== What you will do ==
Your task is to output all the records below, word for word.

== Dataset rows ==
>> Start

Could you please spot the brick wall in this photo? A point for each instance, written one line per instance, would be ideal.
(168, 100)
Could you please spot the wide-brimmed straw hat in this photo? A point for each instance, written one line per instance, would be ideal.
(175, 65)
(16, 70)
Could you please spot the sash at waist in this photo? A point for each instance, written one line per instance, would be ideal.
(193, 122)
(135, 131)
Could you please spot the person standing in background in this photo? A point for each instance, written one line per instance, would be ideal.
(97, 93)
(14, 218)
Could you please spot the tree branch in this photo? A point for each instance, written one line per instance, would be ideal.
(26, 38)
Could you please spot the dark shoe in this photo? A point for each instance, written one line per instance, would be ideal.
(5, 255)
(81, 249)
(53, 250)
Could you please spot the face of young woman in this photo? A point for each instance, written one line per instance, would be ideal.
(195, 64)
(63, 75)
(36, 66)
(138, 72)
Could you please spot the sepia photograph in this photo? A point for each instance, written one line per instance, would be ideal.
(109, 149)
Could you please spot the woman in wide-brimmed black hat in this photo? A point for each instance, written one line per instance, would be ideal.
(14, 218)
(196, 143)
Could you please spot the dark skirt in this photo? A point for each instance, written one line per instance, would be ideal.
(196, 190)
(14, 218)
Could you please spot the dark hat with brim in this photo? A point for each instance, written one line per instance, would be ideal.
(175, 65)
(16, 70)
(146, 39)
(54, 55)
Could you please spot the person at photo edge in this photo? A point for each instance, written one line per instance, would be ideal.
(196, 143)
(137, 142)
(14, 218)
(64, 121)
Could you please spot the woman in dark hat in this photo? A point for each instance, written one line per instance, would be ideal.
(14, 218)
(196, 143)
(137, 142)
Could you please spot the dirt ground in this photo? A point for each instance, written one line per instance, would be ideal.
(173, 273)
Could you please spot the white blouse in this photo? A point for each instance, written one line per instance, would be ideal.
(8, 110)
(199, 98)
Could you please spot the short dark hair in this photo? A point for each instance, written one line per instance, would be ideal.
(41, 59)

>> End

== Problem solution ==
Could you please spot the brick wall in this photo? A point for each instance, written one line per instance, would be ideal.
(168, 100)
Could you please spot the wide-brimmed straw hat in this photo? A point for each instance, written one line per instance, would be ideal.
(175, 65)
(16, 70)
Could you please spot the sash at waist in this photo? A point for each instance, written one line per instance, would be ideal.
(193, 122)
(135, 131)
Could you please spot the person standing in background in this photo? A point for each instance, written one line per instance, would be ideal.
(97, 93)
(14, 218)
Could you please spot the tree branch in this photo? A point for each instance, written one line per instance, would be ideal.
(26, 38)
Could you please spot the dark shoe in this photo? A point for each instance, written one line per instance, would be ideal.
(5, 255)
(81, 249)
(53, 250)
Could you please spot the face of young woman in this photo? A point for each instance, written one line per instance, would be ideal.
(195, 64)
(63, 75)
(36, 66)
(138, 72)
Could you please spot the sepia photograph in this photo? A point for each instance, written one line per instance, would be ideal.
(109, 149)
Could you please spot the woman in wide-brimmed black hat in this photo? A point for each instance, written one line per instance, would be ideal.
(14, 218)
(196, 143)
Could you please spot the dark skirt in this photo? A point for each instance, written one line per instance, would be ideal.
(196, 190)
(14, 218)
Could you please spot the dark hat with brim in this photo? A point for each instance, written one line per instance, would be ideal.
(175, 65)
(16, 70)
(146, 39)
(54, 55)
Could you please spot the person at photo edge in this photo? A point for each instance, written one line per instance, would be ideal.
(196, 143)
(137, 142)
(14, 218)
(64, 121)
Could you please spot the woman in dark hat in this photo? A point for each instance, written one line per instance, would be ideal.
(14, 218)
(196, 143)
(137, 142)
Could you please spot the dirt ground in this photo? A point for each instance, written one line per instance, would be ideal.
(173, 273)
Could you please spot the white blouse in this photo? A point for each instance, written one line per instance, would be ideal.
(8, 110)
(199, 98)
Could you please spot the short dark hair in this photo? A point for each instance, written one line per instance, would be ideal.
(41, 59)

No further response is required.